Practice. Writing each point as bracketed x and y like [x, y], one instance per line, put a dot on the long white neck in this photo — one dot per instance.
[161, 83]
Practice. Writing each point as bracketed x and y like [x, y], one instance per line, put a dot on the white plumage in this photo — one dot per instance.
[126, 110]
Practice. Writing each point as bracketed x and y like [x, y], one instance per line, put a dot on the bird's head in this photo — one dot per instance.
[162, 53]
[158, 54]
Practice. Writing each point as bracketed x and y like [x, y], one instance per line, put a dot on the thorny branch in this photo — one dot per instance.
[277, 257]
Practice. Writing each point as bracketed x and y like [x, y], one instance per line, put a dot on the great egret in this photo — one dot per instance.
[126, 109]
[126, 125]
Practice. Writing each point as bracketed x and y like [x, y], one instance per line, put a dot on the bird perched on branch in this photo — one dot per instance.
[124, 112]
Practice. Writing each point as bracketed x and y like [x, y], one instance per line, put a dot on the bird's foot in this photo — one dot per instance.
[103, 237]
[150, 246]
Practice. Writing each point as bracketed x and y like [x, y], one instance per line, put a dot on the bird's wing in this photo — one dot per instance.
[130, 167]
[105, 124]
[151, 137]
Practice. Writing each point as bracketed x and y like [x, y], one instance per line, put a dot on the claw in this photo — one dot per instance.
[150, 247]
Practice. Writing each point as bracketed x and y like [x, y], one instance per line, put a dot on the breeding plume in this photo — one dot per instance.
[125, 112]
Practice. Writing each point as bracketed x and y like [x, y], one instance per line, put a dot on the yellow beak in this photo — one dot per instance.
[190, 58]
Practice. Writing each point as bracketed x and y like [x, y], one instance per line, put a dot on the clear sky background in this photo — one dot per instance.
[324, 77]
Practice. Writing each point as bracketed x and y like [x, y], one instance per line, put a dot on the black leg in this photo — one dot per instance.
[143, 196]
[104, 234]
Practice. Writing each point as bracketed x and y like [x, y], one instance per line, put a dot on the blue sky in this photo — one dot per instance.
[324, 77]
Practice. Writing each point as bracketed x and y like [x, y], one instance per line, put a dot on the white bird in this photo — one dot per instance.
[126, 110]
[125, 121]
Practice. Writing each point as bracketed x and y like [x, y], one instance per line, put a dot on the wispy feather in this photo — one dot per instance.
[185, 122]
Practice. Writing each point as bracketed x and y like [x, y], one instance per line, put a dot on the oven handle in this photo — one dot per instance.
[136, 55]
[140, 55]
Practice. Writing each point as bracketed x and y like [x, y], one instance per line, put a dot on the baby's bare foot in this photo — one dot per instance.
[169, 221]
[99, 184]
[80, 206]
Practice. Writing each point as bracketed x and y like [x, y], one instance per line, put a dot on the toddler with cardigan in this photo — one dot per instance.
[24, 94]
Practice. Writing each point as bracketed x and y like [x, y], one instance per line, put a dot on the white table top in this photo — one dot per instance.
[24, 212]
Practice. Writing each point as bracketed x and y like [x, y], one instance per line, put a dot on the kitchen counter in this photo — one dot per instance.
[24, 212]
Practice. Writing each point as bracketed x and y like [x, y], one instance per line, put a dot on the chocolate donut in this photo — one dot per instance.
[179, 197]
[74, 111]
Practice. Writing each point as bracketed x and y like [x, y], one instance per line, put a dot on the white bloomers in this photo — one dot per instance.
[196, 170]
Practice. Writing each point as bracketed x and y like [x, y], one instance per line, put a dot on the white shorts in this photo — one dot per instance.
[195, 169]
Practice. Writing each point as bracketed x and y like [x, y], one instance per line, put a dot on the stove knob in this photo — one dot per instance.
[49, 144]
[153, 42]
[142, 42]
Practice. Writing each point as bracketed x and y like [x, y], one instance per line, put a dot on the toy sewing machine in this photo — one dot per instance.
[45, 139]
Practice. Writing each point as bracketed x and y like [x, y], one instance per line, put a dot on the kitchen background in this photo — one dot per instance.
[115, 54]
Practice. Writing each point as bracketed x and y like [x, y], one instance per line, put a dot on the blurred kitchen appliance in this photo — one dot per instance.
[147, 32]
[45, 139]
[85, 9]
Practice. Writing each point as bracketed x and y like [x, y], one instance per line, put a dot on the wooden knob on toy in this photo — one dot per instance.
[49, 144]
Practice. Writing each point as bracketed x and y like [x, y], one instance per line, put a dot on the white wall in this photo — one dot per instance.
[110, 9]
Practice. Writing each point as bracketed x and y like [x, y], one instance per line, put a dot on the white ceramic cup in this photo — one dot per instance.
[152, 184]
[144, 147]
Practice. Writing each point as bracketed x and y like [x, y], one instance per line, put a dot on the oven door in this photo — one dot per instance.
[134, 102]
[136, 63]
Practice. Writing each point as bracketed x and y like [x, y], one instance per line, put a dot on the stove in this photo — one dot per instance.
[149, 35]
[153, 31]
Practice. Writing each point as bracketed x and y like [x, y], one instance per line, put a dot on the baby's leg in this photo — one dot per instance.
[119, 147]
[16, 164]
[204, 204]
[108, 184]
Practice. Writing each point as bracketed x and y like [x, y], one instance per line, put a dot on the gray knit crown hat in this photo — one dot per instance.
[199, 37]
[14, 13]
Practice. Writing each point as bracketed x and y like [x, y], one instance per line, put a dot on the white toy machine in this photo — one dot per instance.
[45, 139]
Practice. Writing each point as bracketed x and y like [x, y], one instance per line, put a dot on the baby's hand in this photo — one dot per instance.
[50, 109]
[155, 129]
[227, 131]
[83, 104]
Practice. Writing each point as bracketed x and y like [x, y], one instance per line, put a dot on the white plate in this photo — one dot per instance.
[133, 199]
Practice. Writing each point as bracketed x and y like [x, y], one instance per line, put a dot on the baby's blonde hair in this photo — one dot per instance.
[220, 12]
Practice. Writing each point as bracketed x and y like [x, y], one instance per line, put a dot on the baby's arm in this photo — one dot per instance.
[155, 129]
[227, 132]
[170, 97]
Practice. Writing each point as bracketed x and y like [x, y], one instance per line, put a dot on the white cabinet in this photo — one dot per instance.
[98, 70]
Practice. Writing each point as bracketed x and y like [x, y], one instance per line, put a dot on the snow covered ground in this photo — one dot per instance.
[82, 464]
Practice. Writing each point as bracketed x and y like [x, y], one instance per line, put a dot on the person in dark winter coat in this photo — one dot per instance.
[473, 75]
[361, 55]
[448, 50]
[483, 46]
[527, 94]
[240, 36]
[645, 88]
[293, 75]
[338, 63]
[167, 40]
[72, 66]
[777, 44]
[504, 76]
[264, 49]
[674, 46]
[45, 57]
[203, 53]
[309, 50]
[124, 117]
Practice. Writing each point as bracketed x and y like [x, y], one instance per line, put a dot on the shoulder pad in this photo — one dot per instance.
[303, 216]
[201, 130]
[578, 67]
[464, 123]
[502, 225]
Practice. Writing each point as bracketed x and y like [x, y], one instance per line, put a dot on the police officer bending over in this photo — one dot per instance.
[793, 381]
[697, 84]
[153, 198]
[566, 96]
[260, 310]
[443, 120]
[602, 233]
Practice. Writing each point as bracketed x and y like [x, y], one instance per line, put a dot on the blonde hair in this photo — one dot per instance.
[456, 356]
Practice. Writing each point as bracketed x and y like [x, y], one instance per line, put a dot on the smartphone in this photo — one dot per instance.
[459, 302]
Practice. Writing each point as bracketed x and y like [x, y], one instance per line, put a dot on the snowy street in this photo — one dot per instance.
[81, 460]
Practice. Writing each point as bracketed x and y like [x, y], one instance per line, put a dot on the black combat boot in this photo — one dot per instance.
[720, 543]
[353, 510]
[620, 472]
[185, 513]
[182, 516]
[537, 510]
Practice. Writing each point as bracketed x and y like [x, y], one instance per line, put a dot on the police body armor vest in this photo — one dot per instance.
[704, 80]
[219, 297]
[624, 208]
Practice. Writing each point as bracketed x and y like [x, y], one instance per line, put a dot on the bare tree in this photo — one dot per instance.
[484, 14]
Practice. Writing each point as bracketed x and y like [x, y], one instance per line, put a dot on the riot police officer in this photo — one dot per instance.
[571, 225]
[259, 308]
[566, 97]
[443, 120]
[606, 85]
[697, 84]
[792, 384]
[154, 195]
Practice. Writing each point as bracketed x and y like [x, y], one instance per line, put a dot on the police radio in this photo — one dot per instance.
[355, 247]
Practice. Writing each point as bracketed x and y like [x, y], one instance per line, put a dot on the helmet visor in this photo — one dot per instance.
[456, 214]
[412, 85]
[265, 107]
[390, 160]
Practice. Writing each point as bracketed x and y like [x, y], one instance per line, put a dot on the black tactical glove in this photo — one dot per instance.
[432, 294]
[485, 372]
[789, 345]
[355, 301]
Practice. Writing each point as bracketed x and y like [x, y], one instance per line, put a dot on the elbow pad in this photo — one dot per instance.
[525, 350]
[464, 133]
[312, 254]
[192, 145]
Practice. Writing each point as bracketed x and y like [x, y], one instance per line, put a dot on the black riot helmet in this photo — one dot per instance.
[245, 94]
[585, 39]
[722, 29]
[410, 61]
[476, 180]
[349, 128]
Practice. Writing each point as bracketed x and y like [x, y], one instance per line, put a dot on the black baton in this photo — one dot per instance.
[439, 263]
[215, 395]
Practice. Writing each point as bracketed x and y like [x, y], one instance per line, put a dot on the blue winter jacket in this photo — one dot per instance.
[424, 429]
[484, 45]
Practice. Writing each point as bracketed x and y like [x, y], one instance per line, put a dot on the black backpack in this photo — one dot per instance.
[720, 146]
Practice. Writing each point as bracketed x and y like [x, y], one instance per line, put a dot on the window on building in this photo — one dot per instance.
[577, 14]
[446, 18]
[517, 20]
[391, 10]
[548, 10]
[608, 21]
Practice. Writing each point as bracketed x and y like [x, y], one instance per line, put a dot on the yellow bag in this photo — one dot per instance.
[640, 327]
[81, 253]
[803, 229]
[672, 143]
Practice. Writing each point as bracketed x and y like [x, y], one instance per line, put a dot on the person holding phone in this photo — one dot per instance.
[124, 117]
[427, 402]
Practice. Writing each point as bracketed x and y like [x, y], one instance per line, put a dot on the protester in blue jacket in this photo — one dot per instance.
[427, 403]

> [What the task requires]: Please write out everything from the line containing "on the elbow" down to the last line of the entries, keeping every word and character unchanged.

> [Completed task]:
Practice. Writing each point as bracketed x and y like [x, y], one instance per line, put a dot on the elbow pad in this photo — one dot per instance.
[525, 350]
[464, 133]
[312, 254]
[192, 145]
Practice. Writing each point as bracketed x and y like [x, y], one instance per line, put a dot on the black riot helmet in this photo — one dot per instance.
[245, 94]
[585, 39]
[722, 29]
[410, 61]
[476, 180]
[349, 128]
Practice. Writing each point as bracketed x and y like [x, y], one instance per line, put a dot on the black baton in this photo — one dot per instance.
[439, 263]
[215, 395]
Practice. Writing each point as bracketed x and y like [x, y], one instance per line, put a dot on the blue winter jacket in this photo — one dot per instance.
[424, 429]
[484, 45]
Practice. Writing each point as bracketed x and y like [x, y], one instance per line, put a dot on the black backpack in this photo — one dot per instance.
[720, 146]
Practice. Writing each point as bracketed x and y like [x, y], one instance per line, put a dot on the window on building in this photo — one dot per instance.
[577, 14]
[446, 18]
[517, 20]
[391, 10]
[548, 10]
[608, 21]
Practice. Writing each point as bracketed x and y like [x, y], one instance per line, put a dot on the yellow bag in this photo — one dot per instance.
[640, 327]
[81, 253]
[803, 229]
[672, 143]
Practice. Writing each point as bracketed x and y like [x, y], one instance per line, put a dot on the person holding phone in this photo — one dot per instance.
[124, 117]
[427, 402]
Practice. Writing each point as bracketed x and y like [x, y], one instance per line, put a dot on the protester in blue jacket in this photo — one dot per instance.
[427, 403]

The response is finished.